Items listed in a dataset:

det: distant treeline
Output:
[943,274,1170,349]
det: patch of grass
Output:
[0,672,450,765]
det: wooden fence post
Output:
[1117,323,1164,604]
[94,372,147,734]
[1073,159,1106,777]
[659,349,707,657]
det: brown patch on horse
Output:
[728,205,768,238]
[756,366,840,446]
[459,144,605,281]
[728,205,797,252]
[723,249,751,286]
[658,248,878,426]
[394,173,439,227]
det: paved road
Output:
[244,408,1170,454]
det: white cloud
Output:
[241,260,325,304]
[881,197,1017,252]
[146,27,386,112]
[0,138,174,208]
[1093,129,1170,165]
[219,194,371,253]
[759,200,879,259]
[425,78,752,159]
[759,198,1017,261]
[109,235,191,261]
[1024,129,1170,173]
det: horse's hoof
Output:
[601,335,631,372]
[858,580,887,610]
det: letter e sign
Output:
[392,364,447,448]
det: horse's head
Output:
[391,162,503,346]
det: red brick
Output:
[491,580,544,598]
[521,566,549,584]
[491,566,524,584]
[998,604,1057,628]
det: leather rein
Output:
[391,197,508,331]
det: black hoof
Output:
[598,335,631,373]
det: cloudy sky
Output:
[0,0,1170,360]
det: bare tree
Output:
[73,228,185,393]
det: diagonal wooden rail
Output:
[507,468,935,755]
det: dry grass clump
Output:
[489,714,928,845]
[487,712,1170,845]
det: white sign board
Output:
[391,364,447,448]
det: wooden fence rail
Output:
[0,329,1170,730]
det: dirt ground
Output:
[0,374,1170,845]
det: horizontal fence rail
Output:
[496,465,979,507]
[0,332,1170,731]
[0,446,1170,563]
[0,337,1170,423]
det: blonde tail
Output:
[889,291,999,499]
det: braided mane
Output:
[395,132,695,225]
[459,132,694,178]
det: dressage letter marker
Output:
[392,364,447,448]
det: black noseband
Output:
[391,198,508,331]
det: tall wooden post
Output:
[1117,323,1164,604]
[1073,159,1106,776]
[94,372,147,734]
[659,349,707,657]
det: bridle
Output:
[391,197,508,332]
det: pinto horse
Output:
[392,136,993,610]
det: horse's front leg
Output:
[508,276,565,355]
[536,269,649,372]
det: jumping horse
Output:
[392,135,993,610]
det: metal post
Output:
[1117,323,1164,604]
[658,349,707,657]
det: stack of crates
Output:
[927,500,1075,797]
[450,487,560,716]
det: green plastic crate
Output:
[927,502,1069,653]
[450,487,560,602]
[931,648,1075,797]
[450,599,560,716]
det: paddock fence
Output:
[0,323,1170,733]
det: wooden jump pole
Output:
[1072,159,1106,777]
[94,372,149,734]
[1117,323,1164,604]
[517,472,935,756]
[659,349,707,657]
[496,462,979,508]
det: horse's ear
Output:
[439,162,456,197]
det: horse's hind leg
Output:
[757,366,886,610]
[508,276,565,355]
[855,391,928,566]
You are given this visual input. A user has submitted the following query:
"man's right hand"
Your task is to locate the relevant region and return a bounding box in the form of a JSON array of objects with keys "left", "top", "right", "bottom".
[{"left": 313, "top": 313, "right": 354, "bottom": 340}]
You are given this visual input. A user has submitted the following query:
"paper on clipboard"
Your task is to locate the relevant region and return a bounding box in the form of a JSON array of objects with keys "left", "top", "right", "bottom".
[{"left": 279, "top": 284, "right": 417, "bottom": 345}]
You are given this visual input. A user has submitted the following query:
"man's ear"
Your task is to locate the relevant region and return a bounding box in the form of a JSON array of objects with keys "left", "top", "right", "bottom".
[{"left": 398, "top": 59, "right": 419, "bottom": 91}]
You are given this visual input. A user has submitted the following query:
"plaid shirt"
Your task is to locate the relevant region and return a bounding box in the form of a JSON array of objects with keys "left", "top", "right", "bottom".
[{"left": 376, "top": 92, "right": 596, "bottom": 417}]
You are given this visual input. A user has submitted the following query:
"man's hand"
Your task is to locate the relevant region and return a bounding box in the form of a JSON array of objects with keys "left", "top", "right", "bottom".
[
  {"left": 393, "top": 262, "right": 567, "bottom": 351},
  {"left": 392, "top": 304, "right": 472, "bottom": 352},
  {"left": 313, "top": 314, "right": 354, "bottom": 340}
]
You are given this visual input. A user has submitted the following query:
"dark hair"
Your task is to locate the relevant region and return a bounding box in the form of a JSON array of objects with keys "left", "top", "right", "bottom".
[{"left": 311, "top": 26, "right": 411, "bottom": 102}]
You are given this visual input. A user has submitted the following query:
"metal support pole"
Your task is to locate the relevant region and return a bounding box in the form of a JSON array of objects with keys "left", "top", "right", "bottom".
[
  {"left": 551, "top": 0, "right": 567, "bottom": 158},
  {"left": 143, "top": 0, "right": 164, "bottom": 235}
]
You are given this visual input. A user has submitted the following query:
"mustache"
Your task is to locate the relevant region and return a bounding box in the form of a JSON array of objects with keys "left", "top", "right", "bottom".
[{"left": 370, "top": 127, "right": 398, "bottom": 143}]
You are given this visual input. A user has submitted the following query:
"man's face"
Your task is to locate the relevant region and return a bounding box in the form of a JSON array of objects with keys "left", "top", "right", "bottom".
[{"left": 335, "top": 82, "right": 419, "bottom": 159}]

- _INSTRUCTION_
Find every line in the records above that contains the word "fence" and copy each one. Case counts.

- _OUTPUT OF THE EXERCISE_
det: wooden fence post
det: wooden fence rail
det: horizontal fence rail
det: paddock fence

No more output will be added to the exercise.